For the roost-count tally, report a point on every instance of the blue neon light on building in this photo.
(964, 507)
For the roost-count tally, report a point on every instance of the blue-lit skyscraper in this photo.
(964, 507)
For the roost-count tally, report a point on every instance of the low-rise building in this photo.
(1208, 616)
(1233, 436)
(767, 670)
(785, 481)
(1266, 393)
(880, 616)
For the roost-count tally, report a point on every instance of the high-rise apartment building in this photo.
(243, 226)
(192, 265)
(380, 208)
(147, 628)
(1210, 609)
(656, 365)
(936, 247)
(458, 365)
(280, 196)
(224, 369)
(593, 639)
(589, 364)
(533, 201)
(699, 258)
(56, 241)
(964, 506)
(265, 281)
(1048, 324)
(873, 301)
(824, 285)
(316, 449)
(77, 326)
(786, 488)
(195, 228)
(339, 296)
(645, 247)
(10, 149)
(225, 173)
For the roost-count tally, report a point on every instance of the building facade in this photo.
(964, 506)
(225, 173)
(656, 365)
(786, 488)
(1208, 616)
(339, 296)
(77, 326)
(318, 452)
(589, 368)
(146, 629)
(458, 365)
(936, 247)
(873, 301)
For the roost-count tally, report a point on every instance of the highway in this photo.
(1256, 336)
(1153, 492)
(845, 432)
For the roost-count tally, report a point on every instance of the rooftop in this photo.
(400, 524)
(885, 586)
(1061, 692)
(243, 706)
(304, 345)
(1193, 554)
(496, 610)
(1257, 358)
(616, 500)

▬▬▬▬▬▬▬▬▬▬

### DIRECTIVE
Turn the stretch of the records above, from the line containing "apartment building in this photo." through their end, into a numbered list with blank lines omitted.

### TASK ANSWER
1. For the roost-count tally, report a point on every instance of the high-rise apartment building in this photo.
2. (243, 226)
3. (192, 265)
4. (380, 208)
5. (147, 628)
6. (1210, 609)
7. (656, 365)
8. (936, 247)
9. (458, 365)
10. (280, 196)
11. (224, 369)
12. (593, 639)
13. (589, 364)
14. (533, 201)
15. (699, 258)
16. (56, 241)
17. (964, 506)
18. (265, 281)
19. (1048, 324)
20. (873, 301)
21. (824, 285)
22. (316, 449)
23. (77, 326)
24. (786, 488)
25. (195, 228)
26. (339, 296)
27. (645, 247)
28. (10, 149)
29. (225, 173)
30. For the roost-count tally, report a point on every instance of the building facade in this photo.
31. (964, 506)
32. (225, 173)
33. (656, 365)
34. (786, 488)
35. (1208, 616)
36. (339, 296)
37. (77, 326)
38. (318, 452)
39. (589, 368)
40. (146, 629)
41. (458, 365)
42. (936, 247)
43. (873, 301)
44. For the roost-count tally, report a point on every instance of the highway in this photo.
45. (1256, 336)
46. (1153, 492)
47. (845, 432)
48. For the roost-count tally, report a point on every instance of the rooftop in this photo.
49. (400, 524)
50. (885, 586)
51. (1061, 692)
52. (243, 706)
53. (304, 345)
54. (1193, 554)
55. (496, 610)
56. (1257, 358)
57. (616, 500)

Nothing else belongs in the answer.